* _YOUR TASK_: Count the lines below that contain "bench". Answer with the number alone.

* _DATA FOR PROCESSING_:
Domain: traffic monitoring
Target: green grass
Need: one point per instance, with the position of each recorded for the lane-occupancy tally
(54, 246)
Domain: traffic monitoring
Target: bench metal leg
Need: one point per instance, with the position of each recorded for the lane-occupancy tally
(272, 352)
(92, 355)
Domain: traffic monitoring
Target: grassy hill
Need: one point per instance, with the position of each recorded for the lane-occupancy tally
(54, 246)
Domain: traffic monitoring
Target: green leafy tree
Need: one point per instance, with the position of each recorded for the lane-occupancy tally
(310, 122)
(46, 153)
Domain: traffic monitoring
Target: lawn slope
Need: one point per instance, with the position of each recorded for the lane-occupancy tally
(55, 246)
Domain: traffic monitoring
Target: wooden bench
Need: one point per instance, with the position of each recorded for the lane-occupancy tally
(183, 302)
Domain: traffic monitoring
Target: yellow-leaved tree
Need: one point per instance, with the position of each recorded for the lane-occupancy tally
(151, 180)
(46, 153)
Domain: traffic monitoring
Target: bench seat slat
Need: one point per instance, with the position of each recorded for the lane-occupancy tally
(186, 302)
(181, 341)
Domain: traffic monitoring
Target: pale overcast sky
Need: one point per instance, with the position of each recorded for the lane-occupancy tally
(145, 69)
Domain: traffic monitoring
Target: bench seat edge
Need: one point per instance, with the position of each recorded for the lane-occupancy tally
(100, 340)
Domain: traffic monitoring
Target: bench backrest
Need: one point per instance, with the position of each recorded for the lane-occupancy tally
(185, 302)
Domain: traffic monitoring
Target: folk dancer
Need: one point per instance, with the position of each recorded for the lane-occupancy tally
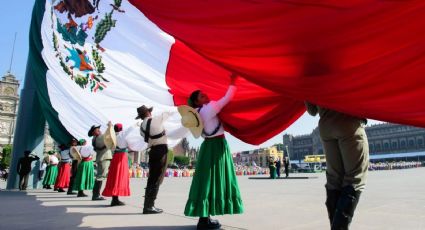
(214, 189)
(84, 179)
(103, 158)
(118, 181)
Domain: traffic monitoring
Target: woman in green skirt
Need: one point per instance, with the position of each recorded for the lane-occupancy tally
(214, 189)
(272, 167)
(84, 180)
(51, 170)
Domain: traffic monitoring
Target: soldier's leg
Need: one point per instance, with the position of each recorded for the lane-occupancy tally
(74, 169)
(355, 155)
(334, 175)
(25, 183)
(102, 172)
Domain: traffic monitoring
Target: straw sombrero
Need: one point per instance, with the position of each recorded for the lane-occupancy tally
(191, 120)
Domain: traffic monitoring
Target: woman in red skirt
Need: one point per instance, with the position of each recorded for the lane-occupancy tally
(118, 181)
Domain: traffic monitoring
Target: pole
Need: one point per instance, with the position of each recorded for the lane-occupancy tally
(11, 57)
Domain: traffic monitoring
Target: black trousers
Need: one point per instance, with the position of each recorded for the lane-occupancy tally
(157, 165)
(23, 180)
(157, 168)
(74, 169)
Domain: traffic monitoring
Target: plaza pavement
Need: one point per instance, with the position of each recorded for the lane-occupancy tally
(392, 200)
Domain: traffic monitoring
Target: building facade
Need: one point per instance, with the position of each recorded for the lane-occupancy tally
(383, 139)
(9, 100)
(9, 103)
(259, 157)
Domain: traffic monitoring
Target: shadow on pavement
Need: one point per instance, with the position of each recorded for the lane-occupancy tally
(21, 211)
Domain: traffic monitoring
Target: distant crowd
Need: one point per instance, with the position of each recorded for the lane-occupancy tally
(395, 165)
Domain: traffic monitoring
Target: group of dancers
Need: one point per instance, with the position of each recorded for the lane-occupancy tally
(214, 189)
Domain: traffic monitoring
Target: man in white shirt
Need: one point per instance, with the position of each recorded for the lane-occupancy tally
(152, 129)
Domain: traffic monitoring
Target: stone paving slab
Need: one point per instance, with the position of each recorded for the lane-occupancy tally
(392, 200)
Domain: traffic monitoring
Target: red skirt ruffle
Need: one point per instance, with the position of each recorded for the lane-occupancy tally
(64, 175)
(118, 181)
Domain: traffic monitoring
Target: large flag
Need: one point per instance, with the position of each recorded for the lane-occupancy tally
(100, 60)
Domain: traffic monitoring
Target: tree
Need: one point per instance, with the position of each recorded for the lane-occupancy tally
(6, 157)
(170, 157)
(181, 160)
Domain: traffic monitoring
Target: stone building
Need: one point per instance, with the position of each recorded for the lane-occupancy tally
(383, 139)
(9, 100)
(259, 156)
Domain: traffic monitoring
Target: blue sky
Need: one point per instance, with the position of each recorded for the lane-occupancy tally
(16, 17)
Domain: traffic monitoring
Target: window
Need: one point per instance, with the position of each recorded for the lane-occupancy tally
(394, 145)
(421, 142)
(386, 146)
(411, 143)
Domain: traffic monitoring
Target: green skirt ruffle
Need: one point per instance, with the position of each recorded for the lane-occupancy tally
(214, 189)
(85, 176)
(51, 174)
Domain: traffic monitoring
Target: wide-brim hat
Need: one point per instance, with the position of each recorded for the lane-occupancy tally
(191, 120)
(94, 127)
(110, 138)
(142, 110)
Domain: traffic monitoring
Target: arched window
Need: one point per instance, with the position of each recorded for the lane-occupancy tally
(403, 144)
(394, 145)
(420, 142)
(386, 146)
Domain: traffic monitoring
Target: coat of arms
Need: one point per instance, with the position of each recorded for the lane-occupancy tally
(79, 28)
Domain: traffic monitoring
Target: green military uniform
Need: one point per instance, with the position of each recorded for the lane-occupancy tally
(347, 158)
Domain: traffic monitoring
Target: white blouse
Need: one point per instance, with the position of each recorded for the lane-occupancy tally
(209, 112)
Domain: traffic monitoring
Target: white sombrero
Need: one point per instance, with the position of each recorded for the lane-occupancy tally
(191, 120)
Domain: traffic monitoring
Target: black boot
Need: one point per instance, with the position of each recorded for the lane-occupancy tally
(150, 196)
(81, 194)
(70, 192)
(345, 208)
(71, 185)
(116, 202)
(332, 197)
(96, 191)
(214, 223)
(207, 223)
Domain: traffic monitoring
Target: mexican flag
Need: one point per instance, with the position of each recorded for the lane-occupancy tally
(95, 61)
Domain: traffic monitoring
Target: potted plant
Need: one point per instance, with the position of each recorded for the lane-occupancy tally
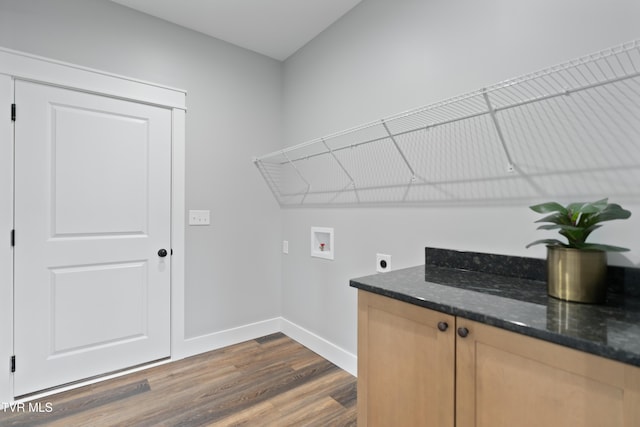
(576, 270)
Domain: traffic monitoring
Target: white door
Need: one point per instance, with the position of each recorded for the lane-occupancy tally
(92, 211)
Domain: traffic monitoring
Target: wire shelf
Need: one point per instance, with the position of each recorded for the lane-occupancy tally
(569, 130)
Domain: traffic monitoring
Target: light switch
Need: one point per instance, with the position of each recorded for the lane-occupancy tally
(199, 217)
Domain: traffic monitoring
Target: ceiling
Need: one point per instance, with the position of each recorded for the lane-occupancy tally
(275, 28)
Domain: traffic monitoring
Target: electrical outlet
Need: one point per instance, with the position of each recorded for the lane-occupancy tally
(383, 263)
(198, 217)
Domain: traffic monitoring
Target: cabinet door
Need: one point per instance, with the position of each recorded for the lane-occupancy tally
(505, 379)
(405, 364)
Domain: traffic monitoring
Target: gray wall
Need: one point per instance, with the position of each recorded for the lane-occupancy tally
(234, 112)
(385, 57)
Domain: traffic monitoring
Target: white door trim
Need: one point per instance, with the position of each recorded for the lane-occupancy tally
(6, 251)
(18, 65)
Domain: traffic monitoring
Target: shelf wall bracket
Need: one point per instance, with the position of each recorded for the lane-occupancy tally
(346, 172)
(404, 158)
(494, 118)
(299, 175)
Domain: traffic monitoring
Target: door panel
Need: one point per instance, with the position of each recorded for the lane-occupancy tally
(92, 208)
(114, 172)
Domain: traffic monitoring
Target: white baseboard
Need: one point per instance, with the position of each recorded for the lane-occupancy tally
(214, 341)
(317, 344)
(205, 343)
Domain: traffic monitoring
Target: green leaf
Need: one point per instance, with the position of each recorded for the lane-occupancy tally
(577, 221)
(549, 207)
(552, 242)
(556, 218)
(611, 212)
(559, 226)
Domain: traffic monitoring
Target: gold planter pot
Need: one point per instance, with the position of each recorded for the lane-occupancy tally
(577, 275)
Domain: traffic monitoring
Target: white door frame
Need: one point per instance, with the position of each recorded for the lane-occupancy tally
(18, 65)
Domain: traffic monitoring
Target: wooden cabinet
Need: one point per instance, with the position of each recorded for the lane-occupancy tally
(412, 374)
(405, 364)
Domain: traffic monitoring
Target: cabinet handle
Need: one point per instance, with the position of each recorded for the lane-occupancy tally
(463, 332)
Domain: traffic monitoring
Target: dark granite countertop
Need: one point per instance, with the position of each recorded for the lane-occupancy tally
(518, 304)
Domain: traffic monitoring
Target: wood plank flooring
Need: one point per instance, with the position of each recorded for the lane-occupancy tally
(270, 381)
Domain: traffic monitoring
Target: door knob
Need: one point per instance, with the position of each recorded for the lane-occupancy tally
(463, 332)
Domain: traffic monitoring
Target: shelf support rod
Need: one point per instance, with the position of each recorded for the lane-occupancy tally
(300, 175)
(494, 118)
(353, 183)
(404, 158)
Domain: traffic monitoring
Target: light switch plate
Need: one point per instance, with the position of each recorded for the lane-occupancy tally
(199, 217)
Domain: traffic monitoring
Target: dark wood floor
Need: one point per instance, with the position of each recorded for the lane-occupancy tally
(270, 381)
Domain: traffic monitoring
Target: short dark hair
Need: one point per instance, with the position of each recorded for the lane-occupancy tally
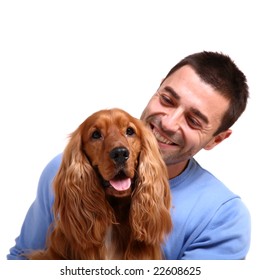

* _ANSWER TO THE PROBLEM_: 5